_SOURCE DATA_
== Segment start ==
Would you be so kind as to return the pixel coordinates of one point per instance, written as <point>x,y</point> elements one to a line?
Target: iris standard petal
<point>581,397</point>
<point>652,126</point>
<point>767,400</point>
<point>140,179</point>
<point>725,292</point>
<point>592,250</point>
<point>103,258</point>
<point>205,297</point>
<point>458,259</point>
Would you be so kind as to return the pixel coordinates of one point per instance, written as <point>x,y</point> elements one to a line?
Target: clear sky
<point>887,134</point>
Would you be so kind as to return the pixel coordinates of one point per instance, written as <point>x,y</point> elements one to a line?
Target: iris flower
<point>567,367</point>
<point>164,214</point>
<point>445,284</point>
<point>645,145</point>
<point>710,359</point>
== Segment end ==
_PROMPT_
Once you reach the line containing "Target: iris standard petal", output that line and each one after it exactly, ending with the final line of the listing and adding nothing else.

_RESPONSE AREA_
Target: iris standard petal
<point>581,397</point>
<point>652,126</point>
<point>767,400</point>
<point>140,179</point>
<point>725,292</point>
<point>592,250</point>
<point>103,258</point>
<point>205,297</point>
<point>458,259</point>
Would you be so kind as to return the pixel coordinates of one point per instance, written as <point>x,y</point> elements one to a line?
Target: clear sky
<point>887,134</point>
Would you be so kind as to return the pixel coordinates of one point per instance, written as <point>x,y</point> elements one to a line?
Target: iris flower
<point>567,367</point>
<point>164,214</point>
<point>445,284</point>
<point>645,145</point>
<point>710,359</point>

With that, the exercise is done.